__Written problem 1__
Find each line in the records below that contains the string "wire", and copy those lines out.

** Begin Quoted text **

Example: Harmonic bond force

\( U_b = \frac{1}{2}k(r - r_0)^2 \), so

\( F_b = \frac{\partial U_b}{\delta r_{ij}} = -k (r_{ij}-r_0)\), leading to

\[\begin{split} F_i &= + (r_{ij}-r_0) \hat r_{ij}\\ F_j &= - (r_{ij}-r_0) \hat r_{ij} \quad . \end{split}\]

If \(r_{ij}>r_0\), the bond is streched past \(r_0\) and particle \(i\) moves toward \(j\), and \(j\) toward \(i\). If \(r_{ij}<r_0\), the bond is compressed below the set point \(r_0\) and particle \(i\) moves away from \(j\), and \(j\) away from \(i\).

Plot of the harmonic bond potential and force

Fig. 2.14 Bond potential and force as function of bond length \(r\).#

Physical picture.

  • If \(r_{ij} > r_0\), the bond is stretched: \(r_{ij} - r_0 > 0\), so \(F_b < 0\) and the force pulls the atoms \emph{toward} each other to restore the equilibrium distance.

  • If \(r_{ij} < r_0\), the bond is compressed: \(r_{ij} - r_0 < 0\), so \(F_b > 0\) and the force pushes the atoms \emph{apart}.

Example.

In an all-atom force field, a typical stiff covalent bond might use \(k_b \sim 10^3\) (in reduced units) so that the bond length fluctuates only slightly around \(r_0\) during the simulation.

2.4.1.2. FENE (Finite Extensible Nonlinear Elastic)#

For polymers and coarse-grained models it is often desirable to prevent bonds from stretching arbitrarily far. The FENE potential does exactly this:

\( U(r) = -\frac{1}{2}k r_0^2 \ln\left(1 - \left(\frac{r}{r_0}\right)^2\right) \)

Diverges at \(r_0\), minimum at 0. This is usually used in conjuction with a repulsive, short-ranged force (WCA = cut LJ at minimum and shift up to get a purely repulsive potential).45

with parameters:

  • \(k_f\) — FENE spring constant,

  • \(R_0\) — maximum bond extension.

Key properties:

  • \(U_b^{\text{FENE}}\) has a minimum at \(r_{ij}=0\).

  • As \(r_{ij} \to R_0\), the logarithm diverges and the potential goes to \(+\infty\): the bond cannot extend beyond \(R_0\) (finite extensibility).

  • For moderate extensions (\(r_{ij} \ll R_0\)), the potential is roughly quadratic and behaves similarly to a harmonic spring.

** End Quoted text **
** Begin Records shown **

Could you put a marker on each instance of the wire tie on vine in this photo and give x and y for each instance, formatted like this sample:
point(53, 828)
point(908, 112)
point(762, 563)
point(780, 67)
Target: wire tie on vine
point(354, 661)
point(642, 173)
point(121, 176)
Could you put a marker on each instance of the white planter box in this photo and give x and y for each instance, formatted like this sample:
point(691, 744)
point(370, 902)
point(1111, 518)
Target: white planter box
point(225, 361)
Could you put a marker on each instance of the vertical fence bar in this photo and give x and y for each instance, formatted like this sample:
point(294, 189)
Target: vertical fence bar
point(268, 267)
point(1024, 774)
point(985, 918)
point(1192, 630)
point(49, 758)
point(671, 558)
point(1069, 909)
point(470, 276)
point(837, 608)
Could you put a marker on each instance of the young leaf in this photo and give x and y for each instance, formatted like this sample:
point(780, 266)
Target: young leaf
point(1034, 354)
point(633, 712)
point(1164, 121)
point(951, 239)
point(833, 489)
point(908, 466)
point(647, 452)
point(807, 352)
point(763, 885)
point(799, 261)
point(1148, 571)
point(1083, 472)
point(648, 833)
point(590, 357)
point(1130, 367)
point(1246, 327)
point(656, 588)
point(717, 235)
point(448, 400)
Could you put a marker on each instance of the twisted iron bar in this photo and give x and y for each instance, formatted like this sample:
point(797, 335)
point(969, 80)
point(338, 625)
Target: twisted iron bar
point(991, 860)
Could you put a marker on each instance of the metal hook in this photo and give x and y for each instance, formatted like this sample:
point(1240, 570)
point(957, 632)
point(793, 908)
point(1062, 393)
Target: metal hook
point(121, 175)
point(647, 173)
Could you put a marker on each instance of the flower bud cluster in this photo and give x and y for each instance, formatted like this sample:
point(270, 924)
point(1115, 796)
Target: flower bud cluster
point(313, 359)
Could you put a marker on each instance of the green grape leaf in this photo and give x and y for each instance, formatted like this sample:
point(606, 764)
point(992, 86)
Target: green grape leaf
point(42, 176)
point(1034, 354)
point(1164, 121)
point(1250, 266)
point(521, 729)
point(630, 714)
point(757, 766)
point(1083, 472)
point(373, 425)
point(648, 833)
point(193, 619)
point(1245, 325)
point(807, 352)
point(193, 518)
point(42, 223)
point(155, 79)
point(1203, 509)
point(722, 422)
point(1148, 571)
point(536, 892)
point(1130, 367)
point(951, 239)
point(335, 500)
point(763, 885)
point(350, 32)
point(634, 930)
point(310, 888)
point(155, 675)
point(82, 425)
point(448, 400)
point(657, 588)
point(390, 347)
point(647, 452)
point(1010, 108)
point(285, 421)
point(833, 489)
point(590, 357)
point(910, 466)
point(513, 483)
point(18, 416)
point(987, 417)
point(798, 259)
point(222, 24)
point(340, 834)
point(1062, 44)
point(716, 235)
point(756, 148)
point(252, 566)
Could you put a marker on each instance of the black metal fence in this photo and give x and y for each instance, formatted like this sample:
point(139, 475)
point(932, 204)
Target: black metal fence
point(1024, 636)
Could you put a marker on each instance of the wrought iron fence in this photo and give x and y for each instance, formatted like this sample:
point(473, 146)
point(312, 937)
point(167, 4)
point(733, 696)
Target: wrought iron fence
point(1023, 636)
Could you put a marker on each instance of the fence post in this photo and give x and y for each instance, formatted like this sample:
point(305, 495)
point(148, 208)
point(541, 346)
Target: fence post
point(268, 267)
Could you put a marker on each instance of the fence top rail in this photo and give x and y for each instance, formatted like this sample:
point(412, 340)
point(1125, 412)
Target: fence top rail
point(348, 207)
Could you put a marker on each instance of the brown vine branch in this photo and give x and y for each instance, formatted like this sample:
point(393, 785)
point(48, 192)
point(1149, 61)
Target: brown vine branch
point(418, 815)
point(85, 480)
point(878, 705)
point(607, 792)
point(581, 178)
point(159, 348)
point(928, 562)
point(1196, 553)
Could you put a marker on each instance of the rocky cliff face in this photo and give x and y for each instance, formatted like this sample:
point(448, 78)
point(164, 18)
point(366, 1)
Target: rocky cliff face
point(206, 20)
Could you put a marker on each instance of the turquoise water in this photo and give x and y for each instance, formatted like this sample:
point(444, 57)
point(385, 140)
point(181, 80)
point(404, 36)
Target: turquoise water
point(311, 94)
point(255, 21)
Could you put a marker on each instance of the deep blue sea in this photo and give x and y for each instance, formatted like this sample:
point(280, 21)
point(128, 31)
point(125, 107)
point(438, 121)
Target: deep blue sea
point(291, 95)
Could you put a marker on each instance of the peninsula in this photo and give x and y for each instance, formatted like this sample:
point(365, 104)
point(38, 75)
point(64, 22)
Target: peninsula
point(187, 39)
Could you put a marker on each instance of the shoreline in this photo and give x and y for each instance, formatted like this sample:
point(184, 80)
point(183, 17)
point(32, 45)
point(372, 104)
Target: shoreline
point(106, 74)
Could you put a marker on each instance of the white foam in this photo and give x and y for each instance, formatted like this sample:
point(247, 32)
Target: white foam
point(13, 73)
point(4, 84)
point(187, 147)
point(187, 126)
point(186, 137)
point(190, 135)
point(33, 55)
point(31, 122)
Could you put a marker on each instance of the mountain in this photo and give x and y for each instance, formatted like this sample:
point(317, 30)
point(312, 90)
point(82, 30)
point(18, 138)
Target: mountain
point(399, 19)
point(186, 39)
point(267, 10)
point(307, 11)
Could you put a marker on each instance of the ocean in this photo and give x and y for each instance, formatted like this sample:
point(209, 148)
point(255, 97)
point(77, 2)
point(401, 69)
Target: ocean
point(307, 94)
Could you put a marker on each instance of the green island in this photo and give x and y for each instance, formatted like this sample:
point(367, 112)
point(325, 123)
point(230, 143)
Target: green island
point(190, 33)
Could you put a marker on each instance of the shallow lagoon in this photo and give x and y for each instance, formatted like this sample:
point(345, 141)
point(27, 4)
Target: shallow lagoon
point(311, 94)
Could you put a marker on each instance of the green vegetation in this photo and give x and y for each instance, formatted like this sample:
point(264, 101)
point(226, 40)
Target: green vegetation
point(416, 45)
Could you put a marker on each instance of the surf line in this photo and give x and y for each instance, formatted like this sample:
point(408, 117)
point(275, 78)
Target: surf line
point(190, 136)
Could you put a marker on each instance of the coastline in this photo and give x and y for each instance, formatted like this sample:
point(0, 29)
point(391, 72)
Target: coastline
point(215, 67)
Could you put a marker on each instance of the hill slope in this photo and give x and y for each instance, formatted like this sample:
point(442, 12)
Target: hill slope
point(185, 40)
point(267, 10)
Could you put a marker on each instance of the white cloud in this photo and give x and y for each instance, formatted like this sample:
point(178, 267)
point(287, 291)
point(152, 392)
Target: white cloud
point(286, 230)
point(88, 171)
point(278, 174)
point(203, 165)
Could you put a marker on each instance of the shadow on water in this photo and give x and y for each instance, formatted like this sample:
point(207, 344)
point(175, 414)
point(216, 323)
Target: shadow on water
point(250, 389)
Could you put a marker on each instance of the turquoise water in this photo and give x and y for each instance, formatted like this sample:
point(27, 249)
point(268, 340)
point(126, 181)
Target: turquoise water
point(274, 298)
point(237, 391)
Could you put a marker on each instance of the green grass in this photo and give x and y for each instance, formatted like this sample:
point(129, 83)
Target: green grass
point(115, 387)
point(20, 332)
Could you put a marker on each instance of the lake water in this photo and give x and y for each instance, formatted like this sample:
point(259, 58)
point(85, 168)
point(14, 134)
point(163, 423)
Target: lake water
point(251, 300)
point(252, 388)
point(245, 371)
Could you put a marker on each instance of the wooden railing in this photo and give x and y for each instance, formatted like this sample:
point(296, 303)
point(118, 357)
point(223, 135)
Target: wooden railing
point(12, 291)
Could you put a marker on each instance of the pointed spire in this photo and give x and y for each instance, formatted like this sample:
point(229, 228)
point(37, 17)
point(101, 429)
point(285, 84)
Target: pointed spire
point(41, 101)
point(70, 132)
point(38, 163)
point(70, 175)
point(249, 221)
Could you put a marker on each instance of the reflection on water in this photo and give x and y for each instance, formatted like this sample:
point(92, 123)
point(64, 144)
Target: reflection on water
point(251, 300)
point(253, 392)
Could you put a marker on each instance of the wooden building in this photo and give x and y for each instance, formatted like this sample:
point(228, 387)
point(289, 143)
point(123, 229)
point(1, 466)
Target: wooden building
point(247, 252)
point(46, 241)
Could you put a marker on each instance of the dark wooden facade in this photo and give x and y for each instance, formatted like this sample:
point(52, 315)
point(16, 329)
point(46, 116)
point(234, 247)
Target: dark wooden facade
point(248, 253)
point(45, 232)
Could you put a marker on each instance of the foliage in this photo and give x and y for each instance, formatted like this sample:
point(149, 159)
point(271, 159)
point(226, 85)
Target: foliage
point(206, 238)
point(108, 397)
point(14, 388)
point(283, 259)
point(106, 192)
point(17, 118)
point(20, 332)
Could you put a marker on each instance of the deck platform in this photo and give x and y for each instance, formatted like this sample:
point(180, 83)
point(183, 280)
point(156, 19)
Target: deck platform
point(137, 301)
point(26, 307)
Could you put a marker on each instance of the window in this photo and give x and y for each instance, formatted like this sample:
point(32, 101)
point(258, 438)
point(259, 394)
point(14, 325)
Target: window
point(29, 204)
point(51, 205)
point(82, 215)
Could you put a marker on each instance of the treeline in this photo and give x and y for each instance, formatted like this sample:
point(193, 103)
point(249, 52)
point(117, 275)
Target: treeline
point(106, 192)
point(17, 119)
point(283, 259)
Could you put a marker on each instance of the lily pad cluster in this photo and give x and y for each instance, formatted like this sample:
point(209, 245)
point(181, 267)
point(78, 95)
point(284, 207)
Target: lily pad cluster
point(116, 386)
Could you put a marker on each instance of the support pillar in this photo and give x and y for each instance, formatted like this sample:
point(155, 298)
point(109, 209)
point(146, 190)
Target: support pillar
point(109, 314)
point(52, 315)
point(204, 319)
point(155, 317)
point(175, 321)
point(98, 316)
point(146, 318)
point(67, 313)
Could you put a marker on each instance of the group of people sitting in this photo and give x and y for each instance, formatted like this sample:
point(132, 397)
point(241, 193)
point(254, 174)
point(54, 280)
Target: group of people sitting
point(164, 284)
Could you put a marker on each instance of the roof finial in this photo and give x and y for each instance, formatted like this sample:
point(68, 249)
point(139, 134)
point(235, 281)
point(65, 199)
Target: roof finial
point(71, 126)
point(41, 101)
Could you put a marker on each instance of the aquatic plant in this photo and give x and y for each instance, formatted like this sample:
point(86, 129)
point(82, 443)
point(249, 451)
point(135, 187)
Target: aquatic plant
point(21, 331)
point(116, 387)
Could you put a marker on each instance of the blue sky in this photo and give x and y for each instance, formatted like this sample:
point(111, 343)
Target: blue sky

** End Records shown **

__Written problem 2__
In two sentences, summarize the text on harmonic and FENE bond potentials given above.

__Written response 1__
Could you put a marker on each instance of the wire tie on vine in this photo and give x and y for each instance, formatted like this sample:
Target: wire tie on vine

__Written response 2__
In a harmonic bond, a stretched bond pulls the atoms toward each other to restore the equilibrium distance, and a compressed bond pushes them apart. The FENE potential, used for polymers and coarse-grained models, keeps bonds from stretching arbitrarily far because it goes to infinity as the bond nears its maximum extension, while at moderate extensions it behaves much like a harmonic spring.